PASSAGE SHOWN:
----------
The Gloaming 3 (also referred to as "3") is the third studio album by the contemporary Irish/American music group The Gloaming. It was released on February 22, 2019.

Content
“Bronwyn Leigh,” which opens the set titled “Doctor O’Neill” was composed by Scottish fiddler Ryan McKasson.

Many of the album’s lyrics are sourced from extant poems:

 “My Lady Who Has Found The Tomb Unattended, is a 17th-century poem by Eoghan Ruadh mac Uilliam Óig Mhic an Bháird.
  “Áthas,” is a poem written by Liam Ó Muirthile.
 “Reo” is a poem written by Seán Ó Ríordáin, with additional lyrics from Ó Lionáird.

Release and reception
The Gloaming 3 was released February 2019 to positive reviews.

In its favorable review, The Irish Times located the album at the "intersection where unapologetically traditional music-making sits so comfortably alongside the most visionary, forward-facing musical exploration."

Hot Press called the album  "transcendent," and "even more beautiful than the previous two records."
----------
WRITTEN TASKS:
1 – In the position identification records below, reproduce the part that begins with the line containing "Indicate every instance of the sofa wooden" and runs through the end of the records, requests included, and reduce each pixel coordinate in the answers by 59.
2 – Extend the passage about the album The Gloaming 3, picking up after its final sentence.

(Position identification records)
----------
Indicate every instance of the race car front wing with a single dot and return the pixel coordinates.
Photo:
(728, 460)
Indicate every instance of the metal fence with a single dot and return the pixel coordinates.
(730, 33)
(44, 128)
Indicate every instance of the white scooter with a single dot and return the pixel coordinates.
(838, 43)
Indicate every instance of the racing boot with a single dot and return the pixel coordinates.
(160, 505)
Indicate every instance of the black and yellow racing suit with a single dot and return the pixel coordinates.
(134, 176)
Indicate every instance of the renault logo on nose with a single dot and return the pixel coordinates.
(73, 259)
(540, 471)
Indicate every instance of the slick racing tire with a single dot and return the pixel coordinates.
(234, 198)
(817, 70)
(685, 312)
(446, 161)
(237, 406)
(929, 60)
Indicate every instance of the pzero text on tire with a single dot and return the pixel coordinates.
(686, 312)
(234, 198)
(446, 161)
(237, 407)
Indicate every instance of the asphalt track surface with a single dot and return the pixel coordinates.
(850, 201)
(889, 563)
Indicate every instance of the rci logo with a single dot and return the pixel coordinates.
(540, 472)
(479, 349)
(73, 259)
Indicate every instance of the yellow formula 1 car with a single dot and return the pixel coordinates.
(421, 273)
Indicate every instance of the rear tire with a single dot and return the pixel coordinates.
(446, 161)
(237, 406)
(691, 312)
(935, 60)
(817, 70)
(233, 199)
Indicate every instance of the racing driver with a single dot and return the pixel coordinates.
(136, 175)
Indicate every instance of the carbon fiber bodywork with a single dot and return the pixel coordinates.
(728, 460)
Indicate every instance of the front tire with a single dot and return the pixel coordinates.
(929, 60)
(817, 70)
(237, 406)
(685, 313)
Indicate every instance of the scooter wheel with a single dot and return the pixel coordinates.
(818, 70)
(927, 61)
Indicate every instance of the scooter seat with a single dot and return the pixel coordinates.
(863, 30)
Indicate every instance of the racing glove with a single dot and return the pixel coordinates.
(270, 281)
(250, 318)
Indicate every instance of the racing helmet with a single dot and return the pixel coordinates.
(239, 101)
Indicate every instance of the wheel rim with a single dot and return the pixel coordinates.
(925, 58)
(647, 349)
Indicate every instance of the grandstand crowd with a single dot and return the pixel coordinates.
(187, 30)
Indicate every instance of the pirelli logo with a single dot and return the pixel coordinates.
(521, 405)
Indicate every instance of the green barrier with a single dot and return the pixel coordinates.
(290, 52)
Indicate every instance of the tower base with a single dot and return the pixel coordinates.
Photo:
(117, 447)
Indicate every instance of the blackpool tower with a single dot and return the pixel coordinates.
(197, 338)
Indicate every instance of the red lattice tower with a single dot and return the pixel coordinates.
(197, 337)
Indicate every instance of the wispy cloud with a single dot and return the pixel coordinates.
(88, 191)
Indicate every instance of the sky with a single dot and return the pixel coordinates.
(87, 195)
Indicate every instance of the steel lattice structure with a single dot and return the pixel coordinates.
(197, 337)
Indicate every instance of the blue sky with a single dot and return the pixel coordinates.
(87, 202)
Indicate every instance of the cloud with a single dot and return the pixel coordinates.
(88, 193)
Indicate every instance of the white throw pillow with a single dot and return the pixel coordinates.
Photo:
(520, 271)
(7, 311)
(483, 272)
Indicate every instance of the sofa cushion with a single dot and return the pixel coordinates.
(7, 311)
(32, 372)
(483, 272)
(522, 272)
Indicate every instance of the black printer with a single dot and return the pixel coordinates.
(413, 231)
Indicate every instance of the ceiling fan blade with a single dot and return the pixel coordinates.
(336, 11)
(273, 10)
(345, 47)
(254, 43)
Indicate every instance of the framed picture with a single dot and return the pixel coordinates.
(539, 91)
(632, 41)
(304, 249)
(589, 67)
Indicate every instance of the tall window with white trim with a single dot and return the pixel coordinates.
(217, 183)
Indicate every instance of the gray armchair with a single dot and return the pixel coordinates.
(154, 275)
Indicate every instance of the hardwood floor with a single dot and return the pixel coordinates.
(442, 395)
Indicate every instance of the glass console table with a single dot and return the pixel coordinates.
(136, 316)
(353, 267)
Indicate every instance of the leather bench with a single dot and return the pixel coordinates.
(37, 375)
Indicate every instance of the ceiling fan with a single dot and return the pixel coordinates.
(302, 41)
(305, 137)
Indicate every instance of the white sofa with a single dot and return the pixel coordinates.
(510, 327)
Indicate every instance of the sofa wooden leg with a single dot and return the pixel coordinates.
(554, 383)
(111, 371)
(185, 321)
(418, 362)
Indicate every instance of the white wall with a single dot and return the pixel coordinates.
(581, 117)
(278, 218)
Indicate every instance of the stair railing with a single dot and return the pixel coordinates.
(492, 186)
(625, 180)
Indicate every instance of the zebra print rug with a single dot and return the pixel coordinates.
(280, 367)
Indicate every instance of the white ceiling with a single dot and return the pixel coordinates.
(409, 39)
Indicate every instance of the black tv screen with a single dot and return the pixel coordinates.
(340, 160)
----------
OUTPUTS:
1 –
Indicate every instance of the sofa wooden leg with a single dot and return the pixel coordinates.
(495, 324)
(52, 312)
(126, 262)
(359, 303)
Indicate every instance of the white wall with a single dot and return the pixel coordinates.
(522, 58)
(219, 159)
Indicate every instance of the stair railing with a single dot and return the pixel coordinates.
(433, 127)
(566, 121)
Indicate every instance of the zebra print rug with a single dot and return the pixel coordinates.
(221, 308)
Indicate every instance of the white ceiling with a single dot and return the pixel coordinates.
(350, -20)
Indicate every instance of the black tv screen with a single dot and return the pixel coordinates.
(281, 101)

2 –
Written in Music called it "exceptional... [an] insanely good album [from]  one of the most important bands of our time."

Folk Radio called it "a bold, beguiling, magnificent album."

Track listing
Credits are adapted from the album's liner notes. Information in brackets indicates individual tunes featured on a track.

Personnel
Music
 Iarla Ó Lionáird – vocals
 Caoimhín Ó Raghallaigh – Hardanger d'Amore
 Dennis Cahill – guitar
 Martin Hayes – fiddle
 Thomas Bartlett – piano

Production
 Produced by Thomas Bartlett 
 Engineered & Mixed by Patrick Dillett
 Additional engineering by James Yost
 Recorded at Reservoir Studios, New York 
 Mastered by UE Nastasi at Sterling Sound 
 Published by Real World Works Ltd.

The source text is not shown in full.